--- TRECHO DA FONTE ---

Outro jovem, João Lenon de Freitas Oliveira, de 26 anos, também ficou gravemente ferido após ser baleado por um coronel da Polícia Militar, na Avenida 85, no Setor Marista, em Goiânia. O caso aconteceu em novembro. Na ocasião, a PM informou que o coronel Sérgio Ricardo Caetano estava de folga no dia do ocorrido, em seu carro particular e usando uma arma própria, por isso, não há crime militar.
Segundo o boletim de ocorrência da Polícia Civil, o coronel compareceu à Central de Flagrantes logo após o fato e alegou que atirou em João por achar que estava sofrendo uma tentativa de assalto. O homem estava com um amigo no carro quando foi baleado. Este colega teria dado tapas na lataria do carro do policial.
João Lenon ficou internado por vários dias na UTI, mas conseguiu sobreviver. O PM está sendo investigado pela Polícia Civil.
EXTORSÃO
Em dezembro, um policial militar e um ex-agente penitenciário foram presos em flagrante por extorquirem família de um indivíduo envolvido com o tráfico de drogas. O Cabo Alexandre Branquinho de Oliveira, lotado na Assistência do Tribunal de Justiça de Goiás, e Pedro Ivo Camargo Rodrigues foram detidos no momento em que iriam se encontrar com familiares do traficante para exigir dinheiro.
A dupla foi presa após a PM receber denúncias de que os policiais estariam extorquindo a família de um indivíduo envolvido com tráfico, e que os dois autores haviam marcado de buscar mais uma parte dos valores combinados. Então, o Serviço Inteligência da PM do Estado de Goiás e o Batalhão de Rotam se mobilizaram e se deslocaram até o ponto de encontro.
No local marcado pelos supostos policiais militares, segundo a PM, os suspeitos foram identificados e reconhecidos por todas as vítimas da extorsão. Além disso, na casa dos envolvidos foram apreendidos uma televisão que havia sido tomada da família, munições, os telefones utilizados pra entrar em contato com os familiares, anabolizantes e o veículo que era utilizado como suposta viatura.
Os dois foram conduzidos até a Central de Flagrantes, onde o policial militar foi autuado por extorsão. O ex-vigilante penitenciário, além da extorsão, foi autuado também por falsidade ideológica e posse de munições.
Em nota, a Polícia Militar afirmou que não compactua com desvios de condutas, sendo que administrativamente o policial envolvido pode ser alvo de procedimento administrativo que pode culminar com a seu desligamento da corporação.

--- ITENS DE DADOS ---

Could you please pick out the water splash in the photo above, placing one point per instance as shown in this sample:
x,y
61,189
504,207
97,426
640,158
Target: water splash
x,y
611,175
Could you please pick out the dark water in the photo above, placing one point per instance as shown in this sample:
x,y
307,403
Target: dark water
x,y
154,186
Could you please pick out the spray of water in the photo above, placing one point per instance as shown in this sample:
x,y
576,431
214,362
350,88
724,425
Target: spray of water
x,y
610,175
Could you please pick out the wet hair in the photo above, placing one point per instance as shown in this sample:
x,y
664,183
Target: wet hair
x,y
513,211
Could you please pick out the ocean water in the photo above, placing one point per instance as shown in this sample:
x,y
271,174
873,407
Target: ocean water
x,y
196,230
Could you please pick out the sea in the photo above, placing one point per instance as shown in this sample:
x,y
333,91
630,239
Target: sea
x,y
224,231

---

#### [TAREFA 1]
De acordo com o trecho da fonte, em que avenida João Lenon de Freitas Oliveira foi baleado?
#### [TAREFA 2]
Edite a parte do trecho da fonte que se inicia com as palavras "Outro jovem, João" e se encerra com "pela Polícia Civil.", trocando "gravemente" por "seriamente".

#### [RESPOSTA 1]
Na Avenida 85, no Setor Marista, em Goiânia.

#### [RESPOSTA 2]
Outro jovem, João Lenon de Freitas Oliveira, de 26 anos, também ficou seriamente ferido após ser baleado por um coronel da Polícia Militar, na Avenida 85, no Setor Marista, em Goiânia. O caso aconteceu em novembro. Na ocasião, a PM informou que o coronel Sérgio Ricardo Caetano estava de folga no dia do ocorrido, em seu carro particular e usando uma arma própria, por isso, não há crime militar.
Segundo o boletim de ocorrência da Polícia Civil, o coronel compareceu à Central de Flagrantes logo após o fato e alegou que atirou em João por achar que estava sofrendo uma tentativa de assalto. O homem estava com um amigo no carro quando foi baleado. Este colega teria dado tapas na lataria do carro do policial.
João Lenon ficou internado por vários dias na UTI, mas conseguiu sobreviver. O PM está sendo investigado pela Polícia Civil.